Passage for review:
The Court Battle Over the Royalties to Ravel’s Boléro

It has been said that a performance of Ravel’s Boléro begins every 10 minutes somewhere in the world. The Russian dancer Ida Rubinstein, a close friend and financial supporter of Ravel, commissioned the piece. Originally, it was part of a ballet production and first performed on 22 November 1928 at the Opéra Garnier in Paris. Ravel became the most stringent critic of his own work, and in July 1931 he explained, “It constitutes an experiment in a very special and limited direction, and should not be suspected of aiming at achieving anything different from, or anything more than, it actually does achieve. Before its first performance, I issued a warning to the effect that what I had written was a piece lasting seventeen minutes and consisting wholly of orchestral tissue without music—of one very long, gradual crescendo. There are no contrasts, and practically no invention except the plan and the manner of execution.” Yet, the public immediately embraced the composition and Boléro has become one of the most popular and recognizable pieces of classical music in the world.

The popularity of Ravel’s Boléro can also be gauged by the fierce legal battles over copyrights that it has inspired. Ravel died unmarried and childless in 1937. His estate and all future royalties were granted to his brother Edouard. With royalties aplenty, Edouard and his wife moved into Le Belvédère and enjoyed a lavish lifestyle. Everything was proceeding according to plan until the couple had an automobile accident in 1954. Needing constant medical supervision and daily physical therapy they hired the nurse and masseuse Jeanne Taverne and her husband Alexandre, who had previously worked for them as a chauffeur. When Edouard’s wife passed away, nurse and chauffeur permanently and swiftly moved into Le Belvédère. In 1957 Edouard traveled to Paris to participate in festivities related to Ravel’s 20th anniversary of his death. On that somber occasion, Edouard proudly announced that eighty percent of all royalties accrued from performances and sales of Ravel’s music would be granted to the City of Paris. Edouard even suggested that a “Nobel price for music” should be established with these proceeds. It was all for naught, however, as Edouard inexplicably changed his will and decreed that Jeanne Taverne would be the solo beneficiary of the Ravel estate. Ravel’s long-time publisher Durand pleaded with Edouard to change his mind, but to no avail.

When Edouard died in 1960, heated legal battles were fought between the Taverne family and Ravel’s distant relative in Switzerland. The battles were fought in the French courts and lasted for the better part of a decade. Jean-Jacques Lemoine, legal director of SACEM (Society of Authors, Composers and Publishers of Music) had managed to secure an injunction freezing all of Ravel’s income for the duration of the trials. In 1970 the Taverne family won the court case, and all money—including the frozen assets—were granted to Alexandre Taverne, whose wife had died six years earlier. Jean-Jacques Lemoine, in the meantime, had resigned from SACEM and established a legal firm representing Alexandre Taverne. Both now sued the publisher Durand for complete rights for the performances of Ravel’s compositions. Lemoine established the company ARIMA (Artist’s Rights International Management Agency) to handle the money. Alexandre Taverne, in turn, gave a percentage of his rights in ARIMA to his new wife Georgette in 1972. This in turn inspired a new lawsuit, as Georgette’s daughter claimed that neither her mother nor herself had ever seen any money from ARIMA. That company, in fact, is a conglomerate of two or three firms located offshore first in Gibraltar and later in the Virgin Islands. All that means, that the whereabouts of the money cannot be confirmed at all. What’s all that buzz about, you ask? Well, it has been estimated that Boléro alone has generated upwards of 57 million US Dollar in royalties since 1960!

What you need to do:
**1)** In the account of the Boléro royalties dispute, whom did Edouard's changed will name as the only beneficiary of the Ravel estate?
**2)** Extend the account of the legal fight over Boléro's royalties, picking up after its last sentence.
The lines that come next have no connection to the account of the Boléro royalties dispute.

Data listing:

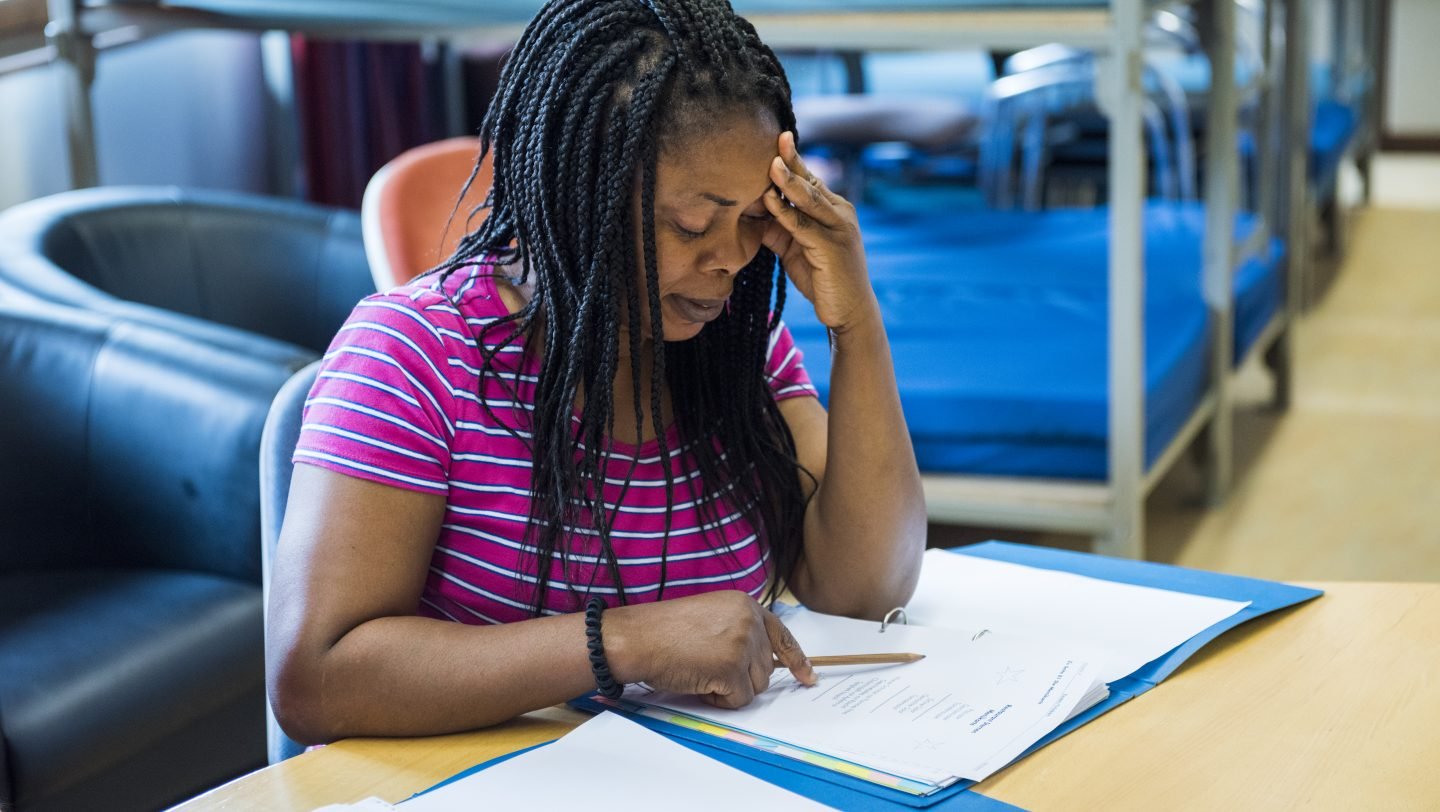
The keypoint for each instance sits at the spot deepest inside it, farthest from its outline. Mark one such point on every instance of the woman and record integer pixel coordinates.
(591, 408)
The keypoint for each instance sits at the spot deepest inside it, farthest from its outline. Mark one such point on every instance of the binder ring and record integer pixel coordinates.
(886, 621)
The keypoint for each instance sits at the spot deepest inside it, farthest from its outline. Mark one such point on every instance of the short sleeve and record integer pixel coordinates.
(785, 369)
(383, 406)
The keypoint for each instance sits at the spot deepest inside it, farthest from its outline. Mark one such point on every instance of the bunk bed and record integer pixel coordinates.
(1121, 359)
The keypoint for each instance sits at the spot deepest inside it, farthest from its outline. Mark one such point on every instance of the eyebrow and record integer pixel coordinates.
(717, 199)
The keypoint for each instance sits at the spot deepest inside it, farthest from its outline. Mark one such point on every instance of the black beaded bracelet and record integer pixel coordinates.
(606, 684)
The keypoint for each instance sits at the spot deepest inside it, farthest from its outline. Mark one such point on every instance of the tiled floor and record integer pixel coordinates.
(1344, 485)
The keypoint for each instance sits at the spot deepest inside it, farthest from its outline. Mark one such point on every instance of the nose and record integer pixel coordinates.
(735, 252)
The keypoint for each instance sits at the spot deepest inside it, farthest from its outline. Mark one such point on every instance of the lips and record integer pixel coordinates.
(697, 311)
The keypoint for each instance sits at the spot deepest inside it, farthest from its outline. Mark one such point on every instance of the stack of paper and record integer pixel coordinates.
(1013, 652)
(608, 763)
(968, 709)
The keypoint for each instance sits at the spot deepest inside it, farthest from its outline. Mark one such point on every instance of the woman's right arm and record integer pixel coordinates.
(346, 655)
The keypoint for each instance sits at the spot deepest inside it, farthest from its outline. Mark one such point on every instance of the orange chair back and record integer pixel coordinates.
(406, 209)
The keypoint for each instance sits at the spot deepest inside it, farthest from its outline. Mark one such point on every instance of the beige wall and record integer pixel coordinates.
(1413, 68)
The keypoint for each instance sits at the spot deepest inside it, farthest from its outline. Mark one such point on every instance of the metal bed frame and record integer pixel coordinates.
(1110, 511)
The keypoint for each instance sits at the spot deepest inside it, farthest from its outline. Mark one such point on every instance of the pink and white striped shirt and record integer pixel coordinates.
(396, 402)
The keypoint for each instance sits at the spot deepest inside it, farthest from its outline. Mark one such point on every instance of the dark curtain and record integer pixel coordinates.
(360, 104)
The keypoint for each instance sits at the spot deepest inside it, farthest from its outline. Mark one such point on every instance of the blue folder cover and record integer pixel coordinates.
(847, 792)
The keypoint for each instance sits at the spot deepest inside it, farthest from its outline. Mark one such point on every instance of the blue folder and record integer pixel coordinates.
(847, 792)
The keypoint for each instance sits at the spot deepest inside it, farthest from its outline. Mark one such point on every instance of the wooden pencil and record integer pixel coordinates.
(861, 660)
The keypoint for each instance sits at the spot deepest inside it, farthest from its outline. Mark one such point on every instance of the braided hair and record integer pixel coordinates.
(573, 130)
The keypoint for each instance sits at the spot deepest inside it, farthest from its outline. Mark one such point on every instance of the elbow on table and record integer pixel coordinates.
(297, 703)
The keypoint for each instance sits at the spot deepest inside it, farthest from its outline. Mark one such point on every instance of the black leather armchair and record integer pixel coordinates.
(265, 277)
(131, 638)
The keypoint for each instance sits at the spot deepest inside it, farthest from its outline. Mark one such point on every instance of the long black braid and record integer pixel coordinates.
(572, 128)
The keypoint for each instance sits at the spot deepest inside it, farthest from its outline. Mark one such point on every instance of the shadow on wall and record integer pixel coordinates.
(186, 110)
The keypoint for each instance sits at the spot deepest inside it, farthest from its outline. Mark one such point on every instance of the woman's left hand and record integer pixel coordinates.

Answers by task:
**1)** Jeanne Taverne

**2)**
Boléro should have entered the public domain in 2008 since EU copyright generally lasts 70 years after the death of the creator. By a quirk of French law, an extra eight years and 120 days is added for musical works that have directly or indirectly suffered from the effects of WWII. Once that extension had expired, and with so much money at stake, the copyright holders tried to stop Boléro from entering the public domain using the old co-author trick. That particular legal maneuver originated with the Diary of Anne Frank, claiming that her father Otto Frank, who had first published his daughter’s diary and notebooks with a prologue assuring readers that the book mostly contained his daughter’s words, should be considered as a co-author. This legal maneuver has the practical effect of assuring that copyright protection would last until the end of 2050, since Otto Frank died in 1980. In terms of Ravel’s Boléro, the challenge stems from the fact that it was originally a score for a ballet. The challengers claimed that the credit for its conception in 1928 should also go to the original choreographer, Bronislava Nijinska, and director and scene-maker, Alexandre Benois. Since Benois did not die until 1960, his copyright would extend for another two decades. Naturally, the owners of the copyright were keen to continue receiving that nice flow of tax-free money for doing precisely nothing. Although it might be difficult to believe, but there are still happy endings in the world of music. All legal claims were eventually rejected and Boléro proudly entered the public domain in 2016.

By Georg Predota. Republished with permission from Interlude, Hong Kong.